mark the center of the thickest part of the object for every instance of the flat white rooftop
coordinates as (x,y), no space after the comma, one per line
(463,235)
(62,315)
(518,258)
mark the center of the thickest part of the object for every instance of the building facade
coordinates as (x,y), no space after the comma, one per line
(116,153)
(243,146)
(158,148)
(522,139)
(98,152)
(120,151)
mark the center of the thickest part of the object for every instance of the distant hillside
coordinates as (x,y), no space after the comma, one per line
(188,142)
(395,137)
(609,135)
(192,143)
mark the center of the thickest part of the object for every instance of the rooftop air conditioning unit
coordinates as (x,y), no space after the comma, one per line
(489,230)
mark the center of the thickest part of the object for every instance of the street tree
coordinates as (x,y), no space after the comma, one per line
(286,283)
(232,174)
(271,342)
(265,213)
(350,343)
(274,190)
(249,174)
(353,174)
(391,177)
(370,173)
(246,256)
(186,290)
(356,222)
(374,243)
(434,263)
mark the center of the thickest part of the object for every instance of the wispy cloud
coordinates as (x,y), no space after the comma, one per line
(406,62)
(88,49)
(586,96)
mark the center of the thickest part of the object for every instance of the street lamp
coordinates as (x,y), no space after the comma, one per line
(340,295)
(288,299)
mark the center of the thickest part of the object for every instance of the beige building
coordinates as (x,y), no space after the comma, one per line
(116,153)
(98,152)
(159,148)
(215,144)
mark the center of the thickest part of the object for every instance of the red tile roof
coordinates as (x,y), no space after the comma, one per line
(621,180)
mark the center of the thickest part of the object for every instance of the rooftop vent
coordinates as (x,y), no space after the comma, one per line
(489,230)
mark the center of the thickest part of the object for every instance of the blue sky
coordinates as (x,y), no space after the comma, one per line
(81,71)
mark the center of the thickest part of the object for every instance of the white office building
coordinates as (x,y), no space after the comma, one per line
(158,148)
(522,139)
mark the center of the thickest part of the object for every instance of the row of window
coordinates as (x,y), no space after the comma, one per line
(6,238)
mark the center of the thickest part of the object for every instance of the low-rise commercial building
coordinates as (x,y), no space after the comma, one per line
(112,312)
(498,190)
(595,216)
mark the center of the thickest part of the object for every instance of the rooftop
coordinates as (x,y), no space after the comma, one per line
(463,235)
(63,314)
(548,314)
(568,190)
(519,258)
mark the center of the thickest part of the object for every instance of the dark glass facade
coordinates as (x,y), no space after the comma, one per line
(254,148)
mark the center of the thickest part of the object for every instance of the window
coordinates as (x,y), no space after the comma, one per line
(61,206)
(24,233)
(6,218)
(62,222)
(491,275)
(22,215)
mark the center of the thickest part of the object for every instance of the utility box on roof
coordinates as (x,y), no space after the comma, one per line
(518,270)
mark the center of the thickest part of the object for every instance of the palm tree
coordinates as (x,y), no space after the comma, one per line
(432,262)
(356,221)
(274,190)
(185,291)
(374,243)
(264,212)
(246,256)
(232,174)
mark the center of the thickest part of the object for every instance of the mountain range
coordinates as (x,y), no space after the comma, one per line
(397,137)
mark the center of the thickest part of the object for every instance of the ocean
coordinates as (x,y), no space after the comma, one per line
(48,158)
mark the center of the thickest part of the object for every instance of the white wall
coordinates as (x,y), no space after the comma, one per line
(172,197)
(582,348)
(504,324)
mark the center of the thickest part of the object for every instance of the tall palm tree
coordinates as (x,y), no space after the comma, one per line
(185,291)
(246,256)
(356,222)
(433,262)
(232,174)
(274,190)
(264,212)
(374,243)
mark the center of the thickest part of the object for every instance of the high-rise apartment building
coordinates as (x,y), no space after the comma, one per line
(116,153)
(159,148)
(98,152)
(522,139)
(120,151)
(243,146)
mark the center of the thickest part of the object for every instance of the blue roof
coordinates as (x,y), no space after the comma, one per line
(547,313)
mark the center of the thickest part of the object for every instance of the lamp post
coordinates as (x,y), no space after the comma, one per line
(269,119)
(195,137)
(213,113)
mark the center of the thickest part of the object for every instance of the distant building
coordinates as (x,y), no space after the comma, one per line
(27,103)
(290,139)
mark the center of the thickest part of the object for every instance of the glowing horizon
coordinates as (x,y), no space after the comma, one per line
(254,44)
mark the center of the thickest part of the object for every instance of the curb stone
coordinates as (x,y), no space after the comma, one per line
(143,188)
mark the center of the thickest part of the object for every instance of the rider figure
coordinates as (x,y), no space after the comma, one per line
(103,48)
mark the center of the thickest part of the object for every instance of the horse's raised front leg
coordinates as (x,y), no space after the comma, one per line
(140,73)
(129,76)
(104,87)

_Work instructions_: Exactly reproduce the material above.

_The reply_:
mark the center of the thickest part of the object for every instance of the flat white rooftop
coordinates as (x,y), no space after the comma, one per line
(463,235)
(62,315)
(518,258)
mark the center of the thickest part of the object for every instance of the building facade
coordinates as (x,y), no space after the comma, one per line
(116,153)
(243,146)
(158,148)
(522,139)
(98,152)
(120,151)
mark the center of the thickest part of the object for every instance of the distant hillside
coordinates as (x,y), no space after the comma, one per line
(188,142)
(395,137)
(609,135)
(192,143)
mark the center of the thickest part of the object for every instance of the rooftop air conditioning unit
coordinates as (x,y), no space after the comma, one per line
(489,230)
mark the center of the thickest part of the object for every instance of the street tree
coordinates as (x,y), no space after the comma, one per line
(286,283)
(232,174)
(271,342)
(265,213)
(350,343)
(274,190)
(249,174)
(353,174)
(391,177)
(370,173)
(246,256)
(186,290)
(356,222)
(374,243)
(434,263)
mark the center of the thickest part of the object for every instance of the wispy cloud
coordinates as (x,y), no space after the comma, one per line
(406,62)
(88,49)
(586,96)
mark the center of the thickest part of the object for every instance of the street lamp
coordinates as (x,y), no space after the comma, one per line
(340,295)
(288,299)
mark the center of the thickest part of the object for every instance of the beige building
coordinates as (x,y), no space after the comma, one per line
(116,153)
(98,152)
(159,148)
(215,144)
mark the center of the thickest part of the object for every instance of the red tile roof
coordinates as (x,y), no space after the comma, one per line
(621,180)
mark the center of the thickest part of the object for every instance of the rooftop vent
coordinates as (x,y), no space after the comma, one per line
(489,230)
mark the center of the thickest part of the object for every instance of the blue sky
coordinates as (x,y), no space after the comma, one per line
(81,71)
mark the center of the thickest part of the object for every instance of the white office building
coordinates as (x,y), no space after the comma, one per line
(158,148)
(522,139)
mark the center of the thickest part of the object for every instance of the row of window
coordinates as (x,y), no space after the comma, one per line
(6,238)
mark the center of the thickest part of the object for every instance of the low-rise commercial building
coordinates as (x,y), no space after the comma, one per line
(112,312)
(498,190)
(595,216)
mark the center of the thickest part of the object for every instance of the rooftop
coordinates as (x,y), no space after the comma, one per line
(463,235)
(63,314)
(548,314)
(568,190)
(519,258)
mark the center of the thickest part of the object for every instance of the dark glass facade
coordinates as (x,y), no space after the comma, one per line
(254,148)
mark the center of the thickest part of the object for every instance of the window
coordinates as (x,y), no space after the comma, one per line
(61,206)
(24,233)
(6,218)
(62,222)
(491,275)
(22,215)
mark the center of the thickest part of the object for every instance of the utility box on roof
coordinates as (x,y), no space after the comma, one per line
(518,270)
mark the center of the thickest part of the object for every instance of the palm tree
coordinates as (x,y), no space after the comma, one per line
(432,262)
(356,221)
(274,190)
(185,291)
(374,243)
(264,212)
(246,256)
(232,174)
mark the center of the thickest part of the object for every instance of the mountain range
coordinates as (x,y), no space after the comma, one per line
(397,137)
mark the center of the thickest part of the object for every instance of the ocean
coordinates as (x,y), no space after the comma, one per line
(48,158)
mark the center of the thickest part of the object for every instance of the white wall
coordinates as (x,y), no space after the comma, one per line
(172,197)
(582,348)
(504,324)
mark the center of the thickest part of the object for every instance of the tall palm tree
coordinates as (x,y), no space after the comma, one per line
(185,291)
(246,256)
(356,222)
(433,262)
(232,174)
(274,190)
(264,212)
(374,243)
mark the center of the thickest part of the object for every instance of the high-rise apartment building
coordinates as (x,y), no space after the comma, one per line
(116,153)
(159,148)
(98,152)
(522,139)
(120,151)
(243,146)
mark the center of the thickest part of the object for every instance of the blue roof
coordinates as (x,y), no space after the comma, one per line
(547,313)
mark the center of the thickest part of the object for every instance of the lamp post
coordinates as (x,y), no space after the comma, one per line
(269,119)
(195,137)
(213,113)
mark the center of the thickest part of the object for every instance of the distant building
coordinates as (x,y), no space after the comma, one per line
(27,103)
(290,139)
mark the center of the thickest part of the object for every instance of the glowing horizon
coordinates as (x,y), no space after the comma, one per line
(254,44)
mark the center of the thickest part of the object for every instance of the curb stone
coordinates as (x,y), no space after the comma, one per line
(143,188)
mark the center of the thickest part of the object for every instance of the rider figure
coordinates as (x,y), no space after the comma, one per line
(103,48)
mark the center of the thickest part of the object for every instance of the horse's raised front leg
coordinates as (x,y), no space after the comma, one per line
(140,73)
(129,76)
(104,87)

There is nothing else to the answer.